- [Aim]: Starting with the line containing "wearing white hard" and going on through the line containing "116 86 L 121", lay out the data below as a two-column CSV with the headers input and output. Give one row for each text and its answer, with each value in a single quoted field and line breaks replaced by spaces.

- [Information given]:
** Start **

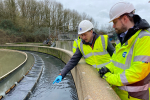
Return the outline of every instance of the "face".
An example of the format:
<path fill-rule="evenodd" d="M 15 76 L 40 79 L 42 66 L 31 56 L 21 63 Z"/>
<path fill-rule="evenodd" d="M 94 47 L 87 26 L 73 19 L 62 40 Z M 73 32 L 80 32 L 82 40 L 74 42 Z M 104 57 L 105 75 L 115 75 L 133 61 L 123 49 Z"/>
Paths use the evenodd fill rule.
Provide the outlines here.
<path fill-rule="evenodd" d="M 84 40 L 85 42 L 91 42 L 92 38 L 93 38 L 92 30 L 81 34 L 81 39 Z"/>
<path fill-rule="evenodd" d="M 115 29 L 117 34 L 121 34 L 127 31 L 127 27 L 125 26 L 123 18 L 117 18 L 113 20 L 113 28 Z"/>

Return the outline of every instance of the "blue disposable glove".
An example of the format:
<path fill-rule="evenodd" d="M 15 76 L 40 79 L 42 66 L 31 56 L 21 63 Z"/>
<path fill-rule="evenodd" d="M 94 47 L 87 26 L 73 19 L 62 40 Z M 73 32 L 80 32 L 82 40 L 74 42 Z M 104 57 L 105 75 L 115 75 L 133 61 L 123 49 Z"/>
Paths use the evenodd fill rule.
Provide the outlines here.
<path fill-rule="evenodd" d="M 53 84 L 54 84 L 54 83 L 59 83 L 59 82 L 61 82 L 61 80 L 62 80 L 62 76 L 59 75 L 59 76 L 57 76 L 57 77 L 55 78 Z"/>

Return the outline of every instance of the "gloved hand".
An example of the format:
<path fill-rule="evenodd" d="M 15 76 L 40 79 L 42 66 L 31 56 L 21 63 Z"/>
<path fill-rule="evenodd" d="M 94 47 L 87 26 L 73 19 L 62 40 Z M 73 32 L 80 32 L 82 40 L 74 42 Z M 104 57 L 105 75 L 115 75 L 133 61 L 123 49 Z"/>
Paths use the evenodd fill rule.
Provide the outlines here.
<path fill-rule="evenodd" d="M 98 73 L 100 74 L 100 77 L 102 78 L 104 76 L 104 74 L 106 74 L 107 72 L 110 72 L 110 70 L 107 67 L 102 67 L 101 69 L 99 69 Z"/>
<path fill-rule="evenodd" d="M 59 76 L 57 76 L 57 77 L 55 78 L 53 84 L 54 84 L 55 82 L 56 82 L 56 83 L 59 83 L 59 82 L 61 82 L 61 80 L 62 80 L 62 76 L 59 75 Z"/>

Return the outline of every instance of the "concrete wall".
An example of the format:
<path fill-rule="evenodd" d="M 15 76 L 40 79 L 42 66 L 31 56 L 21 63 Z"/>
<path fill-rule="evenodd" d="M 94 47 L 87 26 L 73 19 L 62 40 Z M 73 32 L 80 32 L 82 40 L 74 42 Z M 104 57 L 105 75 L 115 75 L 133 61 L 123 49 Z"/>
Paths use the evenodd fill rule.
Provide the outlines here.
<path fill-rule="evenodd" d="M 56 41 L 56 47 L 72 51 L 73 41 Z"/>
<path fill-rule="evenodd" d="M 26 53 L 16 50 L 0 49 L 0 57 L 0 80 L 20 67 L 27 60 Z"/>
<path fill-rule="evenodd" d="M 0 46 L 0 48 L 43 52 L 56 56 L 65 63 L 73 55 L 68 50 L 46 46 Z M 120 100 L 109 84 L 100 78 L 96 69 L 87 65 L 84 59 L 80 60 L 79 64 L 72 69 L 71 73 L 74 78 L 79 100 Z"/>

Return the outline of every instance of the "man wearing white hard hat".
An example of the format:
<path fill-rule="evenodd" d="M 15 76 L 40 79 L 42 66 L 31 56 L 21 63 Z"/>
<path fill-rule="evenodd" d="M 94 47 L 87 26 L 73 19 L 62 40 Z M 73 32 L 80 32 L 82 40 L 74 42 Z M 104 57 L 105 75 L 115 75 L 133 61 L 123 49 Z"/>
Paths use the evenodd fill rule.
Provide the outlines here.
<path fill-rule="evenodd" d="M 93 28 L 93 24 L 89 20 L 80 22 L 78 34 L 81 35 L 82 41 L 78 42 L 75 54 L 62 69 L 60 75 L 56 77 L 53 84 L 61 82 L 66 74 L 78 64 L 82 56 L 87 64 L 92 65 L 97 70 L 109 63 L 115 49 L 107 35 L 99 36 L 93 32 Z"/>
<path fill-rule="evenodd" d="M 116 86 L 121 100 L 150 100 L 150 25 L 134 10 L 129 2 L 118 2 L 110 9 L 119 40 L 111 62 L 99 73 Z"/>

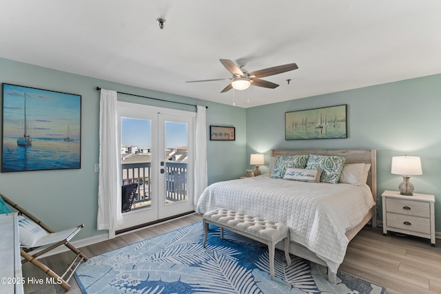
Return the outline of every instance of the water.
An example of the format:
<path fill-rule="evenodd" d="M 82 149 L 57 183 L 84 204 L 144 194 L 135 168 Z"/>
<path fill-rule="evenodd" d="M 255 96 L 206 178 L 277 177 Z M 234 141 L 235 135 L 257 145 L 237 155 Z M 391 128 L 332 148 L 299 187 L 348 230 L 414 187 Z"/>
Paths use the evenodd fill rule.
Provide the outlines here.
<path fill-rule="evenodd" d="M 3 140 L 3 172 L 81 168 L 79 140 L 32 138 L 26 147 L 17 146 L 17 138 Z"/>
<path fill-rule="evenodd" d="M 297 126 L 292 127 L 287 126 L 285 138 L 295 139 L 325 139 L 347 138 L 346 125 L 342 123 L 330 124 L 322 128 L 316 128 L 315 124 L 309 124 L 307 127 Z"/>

** End **
** Start **

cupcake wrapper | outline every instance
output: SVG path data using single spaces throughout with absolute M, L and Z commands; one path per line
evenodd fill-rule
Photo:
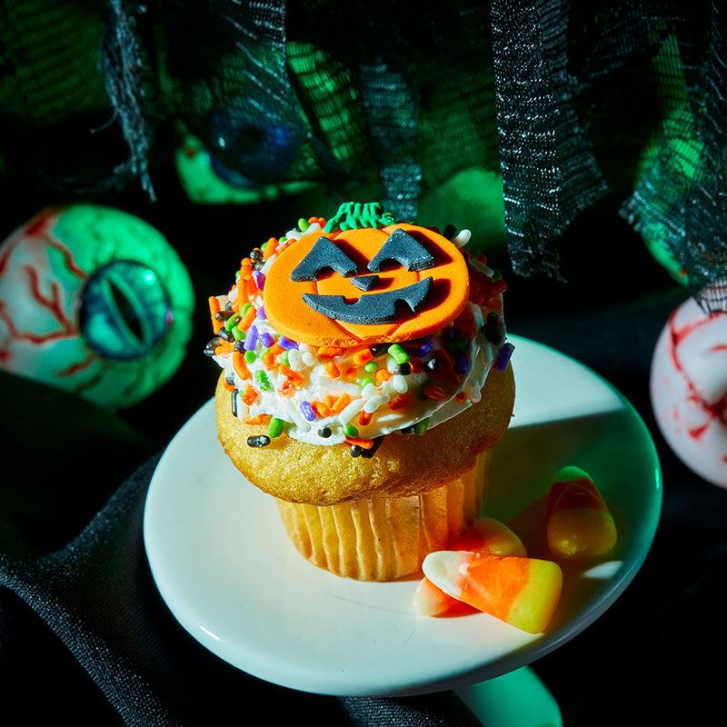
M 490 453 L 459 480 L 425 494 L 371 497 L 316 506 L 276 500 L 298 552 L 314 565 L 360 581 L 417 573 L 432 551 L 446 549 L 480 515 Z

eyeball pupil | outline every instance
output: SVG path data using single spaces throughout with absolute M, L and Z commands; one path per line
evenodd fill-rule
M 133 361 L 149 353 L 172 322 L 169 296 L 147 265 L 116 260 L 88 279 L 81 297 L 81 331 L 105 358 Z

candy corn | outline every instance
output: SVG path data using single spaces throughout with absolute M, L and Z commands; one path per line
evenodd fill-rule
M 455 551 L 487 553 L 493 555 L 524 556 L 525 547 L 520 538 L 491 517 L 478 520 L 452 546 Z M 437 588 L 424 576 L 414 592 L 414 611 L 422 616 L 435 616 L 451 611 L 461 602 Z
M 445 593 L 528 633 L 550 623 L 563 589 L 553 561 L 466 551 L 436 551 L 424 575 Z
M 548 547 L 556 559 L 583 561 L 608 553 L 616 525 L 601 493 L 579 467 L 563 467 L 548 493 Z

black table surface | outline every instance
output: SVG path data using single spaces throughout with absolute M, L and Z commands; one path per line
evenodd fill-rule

** End **
** Start **

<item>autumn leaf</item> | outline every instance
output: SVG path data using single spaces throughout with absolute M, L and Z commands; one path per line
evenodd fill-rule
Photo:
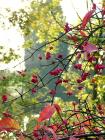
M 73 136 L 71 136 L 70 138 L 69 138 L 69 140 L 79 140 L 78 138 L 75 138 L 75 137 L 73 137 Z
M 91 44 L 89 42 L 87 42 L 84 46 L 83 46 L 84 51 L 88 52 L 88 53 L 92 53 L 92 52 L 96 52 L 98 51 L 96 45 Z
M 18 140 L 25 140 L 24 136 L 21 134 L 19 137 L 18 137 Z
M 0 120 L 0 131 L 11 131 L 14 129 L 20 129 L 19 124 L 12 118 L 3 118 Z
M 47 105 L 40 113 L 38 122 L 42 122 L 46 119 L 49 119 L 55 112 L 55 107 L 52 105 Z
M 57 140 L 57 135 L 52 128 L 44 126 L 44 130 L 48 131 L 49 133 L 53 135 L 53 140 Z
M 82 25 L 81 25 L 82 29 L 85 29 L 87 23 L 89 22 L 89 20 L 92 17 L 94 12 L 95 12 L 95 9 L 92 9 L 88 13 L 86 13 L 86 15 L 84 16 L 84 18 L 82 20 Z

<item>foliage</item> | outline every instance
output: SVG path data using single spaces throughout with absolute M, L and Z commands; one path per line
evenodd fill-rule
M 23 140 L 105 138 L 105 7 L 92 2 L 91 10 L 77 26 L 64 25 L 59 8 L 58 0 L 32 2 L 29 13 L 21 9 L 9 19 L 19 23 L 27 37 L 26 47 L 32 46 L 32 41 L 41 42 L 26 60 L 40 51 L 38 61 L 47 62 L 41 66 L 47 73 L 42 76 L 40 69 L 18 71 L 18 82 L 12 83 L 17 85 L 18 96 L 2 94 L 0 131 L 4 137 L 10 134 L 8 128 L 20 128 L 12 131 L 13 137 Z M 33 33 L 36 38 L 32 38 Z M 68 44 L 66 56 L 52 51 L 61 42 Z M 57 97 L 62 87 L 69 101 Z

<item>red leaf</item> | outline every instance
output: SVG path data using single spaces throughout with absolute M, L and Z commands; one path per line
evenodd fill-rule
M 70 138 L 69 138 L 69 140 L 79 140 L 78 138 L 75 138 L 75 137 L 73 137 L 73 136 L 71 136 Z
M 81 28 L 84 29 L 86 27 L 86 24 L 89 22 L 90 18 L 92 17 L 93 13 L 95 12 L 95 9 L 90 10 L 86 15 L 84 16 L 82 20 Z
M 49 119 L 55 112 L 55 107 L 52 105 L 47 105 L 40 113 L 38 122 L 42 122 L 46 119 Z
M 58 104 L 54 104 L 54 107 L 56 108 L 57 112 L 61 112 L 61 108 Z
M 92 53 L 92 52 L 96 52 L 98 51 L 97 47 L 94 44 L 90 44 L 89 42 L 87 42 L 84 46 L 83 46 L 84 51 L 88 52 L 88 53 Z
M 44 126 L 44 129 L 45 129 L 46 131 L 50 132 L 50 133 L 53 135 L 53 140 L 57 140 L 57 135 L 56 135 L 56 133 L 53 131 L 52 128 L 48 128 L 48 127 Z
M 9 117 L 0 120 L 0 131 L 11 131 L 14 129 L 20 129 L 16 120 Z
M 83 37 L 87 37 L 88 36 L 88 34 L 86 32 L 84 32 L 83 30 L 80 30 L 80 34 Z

** End **

- [Exercise response]:
input,output
"Return the outline of every instance of the ""man wearing white hard hat"". An example of the format: <path fill-rule=""evenodd"" d=""M 15 76 L 40 79 L 42 66 L 31 56 L 21 63 Z""/> <path fill-rule=""evenodd"" d=""M 94 47 L 87 26 L 73 19 L 62 40 Z M 73 32 L 80 32 L 82 40 L 74 42 Z M 104 57 L 105 75 L 115 75 L 133 61 L 123 49 Z""/> Paths use the evenodd fill rule. Provide the outlines here.","<path fill-rule=""evenodd"" d=""M 93 28 L 93 24 L 89 20 L 80 22 L 78 34 L 81 35 L 82 41 L 78 42 L 75 54 L 62 69 L 60 75 L 56 77 L 53 84 L 61 82 L 66 74 L 78 64 L 82 56 L 87 64 L 92 65 L 97 70 L 109 63 L 115 49 L 107 35 L 99 36 L 93 32 Z""/> <path fill-rule=""evenodd"" d=""M 116 86 L 121 100 L 150 100 L 150 25 L 134 10 L 129 2 L 118 2 L 110 9 L 119 40 L 111 62 L 99 73 Z""/>"